--- begin Data shown ---
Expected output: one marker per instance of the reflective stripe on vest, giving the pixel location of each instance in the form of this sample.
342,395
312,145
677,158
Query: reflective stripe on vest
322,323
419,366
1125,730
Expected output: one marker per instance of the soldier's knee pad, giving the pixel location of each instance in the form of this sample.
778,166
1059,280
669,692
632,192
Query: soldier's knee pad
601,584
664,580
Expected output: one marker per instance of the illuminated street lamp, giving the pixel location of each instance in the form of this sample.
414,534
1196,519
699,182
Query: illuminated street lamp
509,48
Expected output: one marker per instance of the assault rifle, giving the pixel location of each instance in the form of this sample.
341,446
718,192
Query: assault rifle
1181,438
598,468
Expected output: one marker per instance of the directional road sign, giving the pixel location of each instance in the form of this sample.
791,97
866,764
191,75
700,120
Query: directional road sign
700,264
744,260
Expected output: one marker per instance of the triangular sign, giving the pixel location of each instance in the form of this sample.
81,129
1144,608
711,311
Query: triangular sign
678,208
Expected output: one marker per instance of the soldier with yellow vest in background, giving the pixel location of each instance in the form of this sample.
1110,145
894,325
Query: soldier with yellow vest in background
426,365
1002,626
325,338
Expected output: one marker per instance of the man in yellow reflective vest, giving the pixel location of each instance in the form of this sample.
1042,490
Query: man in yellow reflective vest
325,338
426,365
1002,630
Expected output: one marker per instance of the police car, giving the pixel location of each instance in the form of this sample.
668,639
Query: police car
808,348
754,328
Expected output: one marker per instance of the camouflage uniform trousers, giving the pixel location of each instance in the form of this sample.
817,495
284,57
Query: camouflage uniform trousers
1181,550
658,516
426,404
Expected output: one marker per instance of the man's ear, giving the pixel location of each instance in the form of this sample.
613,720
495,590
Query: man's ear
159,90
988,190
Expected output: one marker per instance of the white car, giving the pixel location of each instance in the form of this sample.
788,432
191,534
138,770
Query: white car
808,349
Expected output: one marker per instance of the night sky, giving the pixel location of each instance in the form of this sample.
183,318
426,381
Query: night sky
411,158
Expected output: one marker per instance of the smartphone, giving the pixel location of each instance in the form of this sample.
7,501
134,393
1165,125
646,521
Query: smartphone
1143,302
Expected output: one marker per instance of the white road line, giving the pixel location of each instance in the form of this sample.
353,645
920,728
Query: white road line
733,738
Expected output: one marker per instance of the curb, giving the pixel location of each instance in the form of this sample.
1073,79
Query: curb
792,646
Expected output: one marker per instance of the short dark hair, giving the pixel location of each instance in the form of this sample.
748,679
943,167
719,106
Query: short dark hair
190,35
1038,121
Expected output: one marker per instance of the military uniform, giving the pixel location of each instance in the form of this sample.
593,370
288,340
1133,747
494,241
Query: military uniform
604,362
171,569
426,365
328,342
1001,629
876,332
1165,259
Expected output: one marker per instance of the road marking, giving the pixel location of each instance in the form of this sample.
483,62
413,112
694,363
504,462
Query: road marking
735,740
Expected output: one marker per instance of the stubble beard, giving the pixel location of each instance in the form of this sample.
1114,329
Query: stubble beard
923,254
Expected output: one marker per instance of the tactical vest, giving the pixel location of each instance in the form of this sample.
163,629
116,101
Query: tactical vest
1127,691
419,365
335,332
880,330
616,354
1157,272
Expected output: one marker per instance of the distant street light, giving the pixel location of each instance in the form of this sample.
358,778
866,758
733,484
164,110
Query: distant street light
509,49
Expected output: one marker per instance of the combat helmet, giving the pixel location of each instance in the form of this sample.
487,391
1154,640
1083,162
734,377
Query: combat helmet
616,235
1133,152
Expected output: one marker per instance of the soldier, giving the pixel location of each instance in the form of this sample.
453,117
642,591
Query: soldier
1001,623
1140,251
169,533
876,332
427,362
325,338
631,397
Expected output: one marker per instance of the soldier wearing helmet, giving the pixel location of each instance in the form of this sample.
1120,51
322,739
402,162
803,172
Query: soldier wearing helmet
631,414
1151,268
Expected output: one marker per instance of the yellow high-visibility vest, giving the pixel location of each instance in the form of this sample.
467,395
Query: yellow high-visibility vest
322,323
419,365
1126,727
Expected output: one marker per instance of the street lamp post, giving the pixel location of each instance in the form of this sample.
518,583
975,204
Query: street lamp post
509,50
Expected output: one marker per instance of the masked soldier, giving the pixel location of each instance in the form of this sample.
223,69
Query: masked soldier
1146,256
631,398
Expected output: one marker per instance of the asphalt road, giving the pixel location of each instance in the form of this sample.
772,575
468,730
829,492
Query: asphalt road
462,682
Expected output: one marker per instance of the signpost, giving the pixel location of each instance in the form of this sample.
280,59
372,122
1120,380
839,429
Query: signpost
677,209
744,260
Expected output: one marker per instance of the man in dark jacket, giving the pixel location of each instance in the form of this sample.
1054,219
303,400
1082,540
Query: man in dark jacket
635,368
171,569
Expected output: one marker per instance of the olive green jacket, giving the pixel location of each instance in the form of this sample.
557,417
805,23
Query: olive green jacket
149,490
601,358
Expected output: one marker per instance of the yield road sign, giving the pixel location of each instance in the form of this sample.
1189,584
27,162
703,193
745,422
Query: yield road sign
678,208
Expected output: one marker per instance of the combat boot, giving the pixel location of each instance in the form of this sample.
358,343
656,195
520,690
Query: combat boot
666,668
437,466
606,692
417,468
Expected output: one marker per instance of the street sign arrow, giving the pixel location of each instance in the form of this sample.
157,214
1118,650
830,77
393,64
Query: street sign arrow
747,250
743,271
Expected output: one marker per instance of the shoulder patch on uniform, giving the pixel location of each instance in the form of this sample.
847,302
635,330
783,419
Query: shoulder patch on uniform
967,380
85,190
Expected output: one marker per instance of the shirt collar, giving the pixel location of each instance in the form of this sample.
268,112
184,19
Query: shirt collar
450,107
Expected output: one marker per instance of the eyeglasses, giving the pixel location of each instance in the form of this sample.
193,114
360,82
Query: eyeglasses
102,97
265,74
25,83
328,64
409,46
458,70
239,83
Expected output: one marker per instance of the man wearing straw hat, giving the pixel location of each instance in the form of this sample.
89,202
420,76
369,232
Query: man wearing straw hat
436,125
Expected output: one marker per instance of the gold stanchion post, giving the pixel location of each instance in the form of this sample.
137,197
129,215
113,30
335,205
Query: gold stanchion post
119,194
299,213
--- end Data shown ---
# [Directive]
Write out the data again, exactly and in full.

# [Solution for this problem]
Expected output: one marker per instance of the reflective stripe on vest, giving the pixel location of each instance in the form of this sample.
342,395
312,145
677,158
Query: reflective stripe on vest
322,323
419,366
1125,730
Expected output: one marker per instance of the soldier's knee pad, giving the pixel location of each instance in the form of this sample.
778,166
1059,280
669,692
632,192
Query: soldier's knee pad
601,584
664,580
Expected output: one marker per instance of the illuminated street lamp, giving the pixel location of each instance in the form of this sample.
414,534
1196,519
699,182
Query: illuminated street lamp
509,48
Expected output: one marker per instance of the assault rifle, giving the pixel location of each instance in the form of this sample.
341,446
718,192
Query: assault rifle
1181,438
598,468
Expected output: one marker per instance of the directional road sign, giving the pixel location of each instance in the form of this sample.
791,97
866,764
191,75
700,120
Query: directional road sign
700,264
744,260
Expected output: one marker per instance of the triangular sign, giving the pixel location of each instance in the form of this sample.
81,129
1144,608
711,311
Query: triangular sign
678,208
Expected output: one marker per instance of the soldier with yellow vest in background, giving the pixel location of each instance in the form of this sample.
1110,145
894,325
Query: soldier with yellow vest in background
426,365
1002,626
325,338
Expected output: one marker per instance of the man in yellow reflective vest, giving the pixel location of each instance in the form of this sample.
1042,490
Query: man in yellow reflective vest
325,338
426,365
1002,630
Expected output: one marker per instance of the police car, giving the pixel location of each instance in the form of this sample.
668,639
Query: police car
808,348
754,328
Expected output: one marker per instance of the camouflage uniform trousers, giving the pixel location of each instance in the form of this sample.
817,495
284,57
Query: camouflage uniform trousers
1181,550
658,516
426,404
Expected output: one marker per instance of the man's ear, giving the pixel location of each instance in the form of this sample.
613,720
495,590
Query: man's ear
159,90
988,190
Expected output: one marker per instance of the white car, giving the pixel location of each instance in the form of this sample.
788,432
191,534
138,770
Query: white car
808,349
Expected output: one marker per instance of the night sky, giving the pixel location of each instance in the form of this sample.
183,318
426,381
Query: night sky
411,158
Expected output: one marker per instance of the smartphone, giving the pixel location of each instance in the form of this sample.
7,501
134,393
1165,125
646,521
Query: smartphone
1143,302
Expected output: one marker per instance of the white road line, giving the pixel location of each instance in the form of this sample.
353,645
920,728
Query: white road line
733,738
Expected output: one marker per instance of the curb, giving the pixel location of each instance in the form of this sample.
1073,79
Query: curb
792,646
Expected output: one marker per instance of the short dark hair, giving the pixel location of each instance in the form of this sample.
748,679
943,167
719,106
Query: short dark hair
190,35
1038,121
Expected output: one marker per instance of the military uniform, giving the pixel location of each instance in the form of this sample.
593,370
288,340
1133,747
494,241
Query: military uniform
604,362
171,569
426,365
328,342
1001,629
876,332
1165,259
Expected output: one marker per instance of the road marking, giving the pixel location of each instance in the form of this sample.
483,62
413,112
694,363
504,462
Query: road marking
735,740
Expected output: one marker per instance of the stubble beard, giving the pixel location of each instance in the form of this sample.
1114,329
Query: stubble beard
923,254
Expected output: one marker per instance of the tactical vest, giving the pixel location of each instance in the form of this sample.
163,629
116,101
Query: tactical vest
1127,691
419,365
335,332
880,330
616,354
1157,272
Expected output: one marker per instance of the distant street light, giving the pixel location of each instance in the form of this sample.
358,778
866,758
733,484
164,110
Query: distant street light
509,49
Expected output: one marker per instance of the combat helmet, giving the pixel location of each instance in the form of this sample.
487,391
1154,640
1083,162
734,377
Query: combat helmet
616,235
1133,152
Expected output: one marker per instance of the soldier, giving the pixel location of each instance in the form of this sample.
453,117
642,591
Query: soldier
1001,623
1140,251
169,533
876,332
427,362
325,338
631,397
Expected output: one marker per instance of the soldier wearing helmet, giving the pixel location of each instance in the form of this sample.
1120,51
322,739
402,162
803,172
Query: soldier wearing helmet
631,414
1151,268
Expected output: one marker per instance of the yellow high-visibility vest, giving the pixel location of each instance in the form of this sample.
467,395
Query: yellow high-visibility vest
322,323
419,365
1126,727
Expected output: one marker per instance of the street lamp post, giving the pixel location of each instance in the form of this sample.
518,583
975,204
Query: street lamp post
509,50
Expected output: one marker per instance of the masked soldier, giving the pixel location of each instance in the form of this sample.
223,69
Query: masked soldier
1146,256
631,398
Expected output: one marker per instance of the asphalt road, giving the pixel location of each instance in the form of this sample.
772,575
468,730
829,492
Query: asphalt road
462,682
Expected output: one marker per instance of the signpost, giving the pixel location of each instance in the form of this sample.
280,59
372,122
1120,380
839,429
Query: signpost
677,209
744,260
Expected output: one marker per instance of the man in dark jacket, giving the pixel location of each instance in the form of this sample.
1054,219
303,400
1082,540
Query: man in dark jacket
635,368
171,569
Expected output: one marker per instance of the olive green jacket, giving the pixel location of each instance in the form of this sample.
557,417
805,23
Query: olive green jacket
149,490
601,358
Expected output: one marker per instance of the yield road sign, giving the pixel location of each instance in the form of this sample.
1189,584
27,162
703,193
745,422
Query: yield road sign
678,208
Expected output: one marker per instance of the combat boot, giving the pixel location of each instance in the form of this sample.
358,343
656,195
520,690
Query: combat boot
666,668
437,466
606,692
417,468
Expected output: one marker per instance of the street sign arrow, giving the pixel location of each instance in the form of this sample.
157,214
1118,650
830,77
393,64
Query: street sign arrow
747,250
743,271
Expected output: one marker per instance of the shoulder patch on uniform, giving the pixel location of each instance in the form of this sample.
847,302
635,330
783,419
Query: shoulder patch on uniform
967,380
85,190
Expected output: one marker per instance of the shirt collar, giving the pixel location of each instance in the form of this sample.
268,112
184,19
Query: shirt collar
450,107
Expected output: one marker per instance of the eyeglasses, giving the pixel location of each instance in the form of this sample.
193,114
360,82
Query: eyeglasses
102,97
265,74
25,83
328,64
409,46
458,70
239,83
Expected output: one marker per instance of the man wearing straw hat, giving the pixel location of each instance in the form of this sample.
89,202
420,76
369,232
Query: man wearing straw hat
436,125
Expected output: one marker per instance of the gold stanchion post, giving the pixel location of each instance in the form of this sample.
137,197
129,215
113,30
335,205
Query: gold stanchion post
119,194
299,213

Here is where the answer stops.